[GIVEN RECORDS — start]
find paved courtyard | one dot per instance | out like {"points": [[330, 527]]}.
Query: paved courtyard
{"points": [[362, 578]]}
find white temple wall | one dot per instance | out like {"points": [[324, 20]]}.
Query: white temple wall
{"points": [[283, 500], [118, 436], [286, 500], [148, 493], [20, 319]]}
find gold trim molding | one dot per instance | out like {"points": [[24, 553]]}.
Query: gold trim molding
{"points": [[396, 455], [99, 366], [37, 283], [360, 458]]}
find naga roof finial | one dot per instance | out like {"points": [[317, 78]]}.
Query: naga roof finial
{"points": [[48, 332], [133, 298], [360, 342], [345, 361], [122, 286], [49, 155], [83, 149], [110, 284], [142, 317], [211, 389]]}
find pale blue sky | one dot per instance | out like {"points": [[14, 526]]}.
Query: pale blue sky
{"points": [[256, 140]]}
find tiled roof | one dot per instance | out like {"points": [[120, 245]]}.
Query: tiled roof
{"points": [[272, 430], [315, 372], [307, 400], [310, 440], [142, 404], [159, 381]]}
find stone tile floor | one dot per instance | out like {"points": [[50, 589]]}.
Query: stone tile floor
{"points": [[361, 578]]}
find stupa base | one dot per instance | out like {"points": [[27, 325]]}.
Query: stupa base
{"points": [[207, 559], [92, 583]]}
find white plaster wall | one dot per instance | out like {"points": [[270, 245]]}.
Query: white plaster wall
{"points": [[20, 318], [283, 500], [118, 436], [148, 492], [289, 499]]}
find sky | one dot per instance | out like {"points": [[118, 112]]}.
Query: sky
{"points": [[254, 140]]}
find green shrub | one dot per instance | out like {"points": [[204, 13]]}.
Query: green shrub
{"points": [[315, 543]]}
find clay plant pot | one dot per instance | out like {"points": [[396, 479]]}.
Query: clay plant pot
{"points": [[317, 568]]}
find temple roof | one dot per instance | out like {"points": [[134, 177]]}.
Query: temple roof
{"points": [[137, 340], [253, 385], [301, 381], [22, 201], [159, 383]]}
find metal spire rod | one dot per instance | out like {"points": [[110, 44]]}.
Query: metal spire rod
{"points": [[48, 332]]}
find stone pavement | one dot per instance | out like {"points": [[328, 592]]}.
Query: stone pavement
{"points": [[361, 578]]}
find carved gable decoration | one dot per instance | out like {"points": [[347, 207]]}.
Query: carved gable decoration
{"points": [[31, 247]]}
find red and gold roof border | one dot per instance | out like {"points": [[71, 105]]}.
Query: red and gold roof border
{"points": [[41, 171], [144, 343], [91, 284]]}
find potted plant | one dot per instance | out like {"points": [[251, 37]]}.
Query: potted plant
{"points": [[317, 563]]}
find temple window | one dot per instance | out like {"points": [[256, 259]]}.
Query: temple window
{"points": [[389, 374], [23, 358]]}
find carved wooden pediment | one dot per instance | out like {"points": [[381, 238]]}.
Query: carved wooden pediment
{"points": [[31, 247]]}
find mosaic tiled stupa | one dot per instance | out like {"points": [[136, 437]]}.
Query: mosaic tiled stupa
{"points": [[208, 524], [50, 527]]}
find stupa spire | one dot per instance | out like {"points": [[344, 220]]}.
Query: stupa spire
[GIVEN RECORDS — finish]
> **PROBLEM TO WORK ON**: Output nothing but the lines from the one containing "find potted plant" through the last line of the data, exactly as they stand.

> **ANSWER SPACE**:
find potted plant | one dot per instance | out like {"points": [[251, 37]]}.
Query: potted plant
{"points": [[317, 563]]}
find temple window | one dot per instance | out like {"points": [[256, 259]]}.
Query: temple window
{"points": [[389, 374], [23, 358]]}
find carved wooden pediment | one dot per instance | out like {"points": [[381, 238]]}.
Query: carved wooden pediment
{"points": [[31, 247]]}
find mosaic tiled stupa | one dot per instance | out like {"points": [[136, 437]]}.
Query: mosaic tiled stupa
{"points": [[208, 524], [50, 527]]}
find stupa spire | one dot per instance | out like {"points": [[344, 220]]}.
Query: stupa spire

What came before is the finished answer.